Qué hay que hacer:
1 > Lee el texto sobre el silencio y di si cada una de estas afirmaciones coincide con él. Responde sí o no y copia las palabras del texto que lo deciden. (a) La risa sale del interior del corazón. (b) Hacen falta por lo menos dos personas para que haya verdadero silencio. (c) El conferenciante que se preparó habla más que el que no se preparó.
2 > Según el texto sobre el silencio, ¿qué disminuye a cada paso que da la criatura hacia el Creador?
3 > Escribe la continuación del texto sobre el silencio a partir de su última oración.

Fragmento del texto:
================

- "Yo os digo que hasta de cualquier palabra ociosa que hablaren los hombres han de dar cuenta en el día del juicio" Mt. XII, 36.
Un filósofo
chino ha dicho: “Los americanos no son felices; ser ríen demasiado.” Una
risa ruidosa es disipación; una sonrisa es comunión. La risa es
chillona y sale de fuera del corazón; la sonrisa es tranquila y sale del
interior del corazón. ¿Por qué tiene tanto atractivo el ruido en la
moderna civilización? Probablemente porque las almas carentes de dicha y
desilusionadas tienen necesidad de él para no fijarse en su
insatisfacción. Ninguna casucha es tan pequeña ni está tan oscura, tan
húmeda ni deteriorada como el interior de un modernista. El bullicio y
el ruido externo apartan al alma de la contemplación de las heridas
íntimas y retrasan su cicatrización.
Cuanto más nos
aproximamos al espíritu, tanto más aumenta el silencio. A cada paso que
da la criatura hacia el Creador, disminuyen las palabras. En los
comienzos, el amor habla; luego, al profundizar en su abundancia,
desaparecen las palabras. Al principio está el Verbo hecho carne;
después, el Espíritu, que es demasiado profundo para las palabras. Al
principio, el Verbo se “expresa” en Galilea; luego vienen los nueve días
de silencioso retiro, en espera de Pentecostés.
También tiene
el silencio armonías y equilibrio. Se precisan cuando menos dos personas
para producir verdadero silencio. En el desacuerdo puede existir
silencio, pero no comunidad de paz. El conferenciante que no se ha
preparado habla más que el que se preparó. Cuanto más clara es la
intuición de la verdad, menor es el número de palabras que se necesitan.

================

Entradas sacadas de una colección:
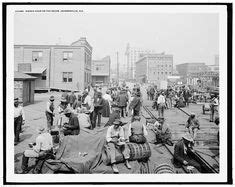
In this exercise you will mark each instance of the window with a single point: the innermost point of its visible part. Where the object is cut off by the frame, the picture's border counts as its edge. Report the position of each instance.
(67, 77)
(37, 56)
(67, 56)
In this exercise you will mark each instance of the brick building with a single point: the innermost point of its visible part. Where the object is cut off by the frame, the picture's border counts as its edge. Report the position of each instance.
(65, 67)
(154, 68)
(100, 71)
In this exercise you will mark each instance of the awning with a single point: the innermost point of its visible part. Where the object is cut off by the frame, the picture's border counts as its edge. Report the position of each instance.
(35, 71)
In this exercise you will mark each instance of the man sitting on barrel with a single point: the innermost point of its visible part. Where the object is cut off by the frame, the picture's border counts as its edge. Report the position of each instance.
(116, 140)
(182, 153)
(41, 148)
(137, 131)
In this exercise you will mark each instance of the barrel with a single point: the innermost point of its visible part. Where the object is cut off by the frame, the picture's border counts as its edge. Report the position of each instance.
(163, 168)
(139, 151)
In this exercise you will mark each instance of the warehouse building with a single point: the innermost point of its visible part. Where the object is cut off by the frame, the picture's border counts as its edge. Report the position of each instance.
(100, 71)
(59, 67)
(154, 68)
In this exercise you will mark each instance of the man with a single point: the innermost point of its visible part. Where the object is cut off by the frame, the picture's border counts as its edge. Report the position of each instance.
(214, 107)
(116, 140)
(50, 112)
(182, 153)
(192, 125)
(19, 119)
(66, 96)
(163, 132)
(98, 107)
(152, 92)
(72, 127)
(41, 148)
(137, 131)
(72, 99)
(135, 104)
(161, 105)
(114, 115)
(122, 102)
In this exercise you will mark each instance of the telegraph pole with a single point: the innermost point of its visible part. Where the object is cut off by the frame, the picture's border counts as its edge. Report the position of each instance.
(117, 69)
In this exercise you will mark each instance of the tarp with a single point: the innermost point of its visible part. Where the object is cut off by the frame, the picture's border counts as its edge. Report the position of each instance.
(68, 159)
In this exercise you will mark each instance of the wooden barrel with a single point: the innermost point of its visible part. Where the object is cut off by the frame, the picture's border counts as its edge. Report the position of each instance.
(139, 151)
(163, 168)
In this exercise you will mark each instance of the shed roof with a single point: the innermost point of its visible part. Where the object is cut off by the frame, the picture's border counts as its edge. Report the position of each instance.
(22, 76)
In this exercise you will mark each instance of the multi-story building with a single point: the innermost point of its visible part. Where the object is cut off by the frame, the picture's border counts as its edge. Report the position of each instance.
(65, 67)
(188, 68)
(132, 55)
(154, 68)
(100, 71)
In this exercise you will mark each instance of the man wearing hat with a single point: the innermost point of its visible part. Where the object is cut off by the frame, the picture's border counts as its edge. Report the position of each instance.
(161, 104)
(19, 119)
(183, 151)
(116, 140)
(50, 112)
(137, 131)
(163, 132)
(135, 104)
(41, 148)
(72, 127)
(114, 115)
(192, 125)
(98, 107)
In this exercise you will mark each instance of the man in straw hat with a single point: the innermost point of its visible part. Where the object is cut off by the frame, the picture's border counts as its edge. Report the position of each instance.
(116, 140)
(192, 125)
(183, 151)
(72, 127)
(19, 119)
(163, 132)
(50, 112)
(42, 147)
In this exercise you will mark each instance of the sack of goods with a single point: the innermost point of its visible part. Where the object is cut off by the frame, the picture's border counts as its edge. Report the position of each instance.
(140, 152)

================

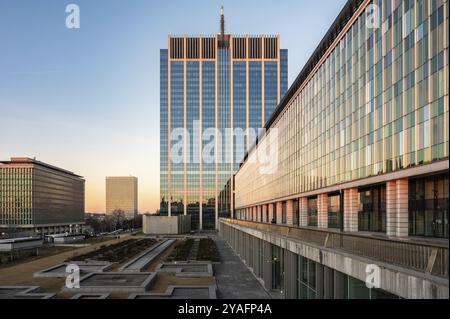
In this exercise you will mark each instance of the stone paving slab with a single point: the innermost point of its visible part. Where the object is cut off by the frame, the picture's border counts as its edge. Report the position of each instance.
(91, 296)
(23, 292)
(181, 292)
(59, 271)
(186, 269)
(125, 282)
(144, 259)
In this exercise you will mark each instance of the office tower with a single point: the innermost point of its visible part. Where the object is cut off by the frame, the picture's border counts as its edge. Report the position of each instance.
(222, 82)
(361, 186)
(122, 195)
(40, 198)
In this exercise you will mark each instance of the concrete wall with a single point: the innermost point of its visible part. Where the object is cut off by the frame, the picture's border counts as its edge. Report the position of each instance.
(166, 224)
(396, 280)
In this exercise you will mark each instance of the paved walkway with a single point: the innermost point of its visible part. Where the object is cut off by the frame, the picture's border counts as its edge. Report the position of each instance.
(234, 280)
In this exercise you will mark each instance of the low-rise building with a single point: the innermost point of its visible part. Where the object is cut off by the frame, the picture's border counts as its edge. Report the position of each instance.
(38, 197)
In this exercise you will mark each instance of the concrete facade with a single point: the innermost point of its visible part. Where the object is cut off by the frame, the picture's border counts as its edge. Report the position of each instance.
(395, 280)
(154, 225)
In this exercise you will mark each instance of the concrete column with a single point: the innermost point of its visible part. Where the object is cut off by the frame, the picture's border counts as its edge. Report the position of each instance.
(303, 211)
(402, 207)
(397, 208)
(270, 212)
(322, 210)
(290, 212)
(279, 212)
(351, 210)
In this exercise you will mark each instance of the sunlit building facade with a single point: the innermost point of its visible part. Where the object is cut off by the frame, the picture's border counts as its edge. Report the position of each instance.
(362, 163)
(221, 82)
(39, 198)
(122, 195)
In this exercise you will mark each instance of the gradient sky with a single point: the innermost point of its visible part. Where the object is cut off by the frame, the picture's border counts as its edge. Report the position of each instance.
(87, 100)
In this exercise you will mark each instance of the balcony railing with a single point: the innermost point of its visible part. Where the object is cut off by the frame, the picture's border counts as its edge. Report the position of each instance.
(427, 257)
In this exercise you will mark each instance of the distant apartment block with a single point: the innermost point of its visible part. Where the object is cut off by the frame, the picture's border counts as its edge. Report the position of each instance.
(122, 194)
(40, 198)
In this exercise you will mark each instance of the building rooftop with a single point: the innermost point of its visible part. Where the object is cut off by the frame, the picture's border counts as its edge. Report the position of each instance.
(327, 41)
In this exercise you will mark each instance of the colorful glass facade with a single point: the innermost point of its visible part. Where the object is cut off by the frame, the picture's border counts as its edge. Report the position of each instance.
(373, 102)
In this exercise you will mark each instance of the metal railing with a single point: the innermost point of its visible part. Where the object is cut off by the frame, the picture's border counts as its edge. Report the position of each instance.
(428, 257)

================

Respuestas escritas:
1 >
(a) No: "La risa es chillona y sale de fuera del corazón".
(b) Sí: "Se precisan cuando menos dos personas para producir verdadero silencio."
(c) No: "El conferenciante que no se ha preparado habla más que el que se preparó."

2 > Las palabras.

3 >
En Dios sólo existe una Palabra que resume todo lo que se conoce o debe
ser conocido.
La clave del
misterio de María, Madre de Jesús, la tenemos en su silencio. Los
Evangelios solamente nos recuerdan hablando siete veces a lo largo de
los treinta y tres años de íntima convivencia con Su Divino Hijo. Esto
desmiente a los que atribuyen locuacidad a la mujer. La Virgen se calló
aun en momentos en que creemos que debiera haber hablado. ¿Por qué no
descubrió a José cuando pensaba repudiarla que el Niño lo había
concebido en el templo de Su Cuerpo por el amor del Espíritu Santo? Tal
vez le impulsara a frenar su lengua un sentido de pudor femenino, pero
parece más probable que callase por saber que Dios, que había empezado
el milagro en ella, aclararía también el misterio.
Es una regla
absoluta de santidad no justificarse nunca ante los hombres. El
Evangelio nos dice sencillamente que, acusado falsamente ante los
jueces, “Jesús callaba.” El Señor nunca contestó a una mentira.
Mons. Fulton J Sheen - Nuestra Madre: “La Virgen del Silencio”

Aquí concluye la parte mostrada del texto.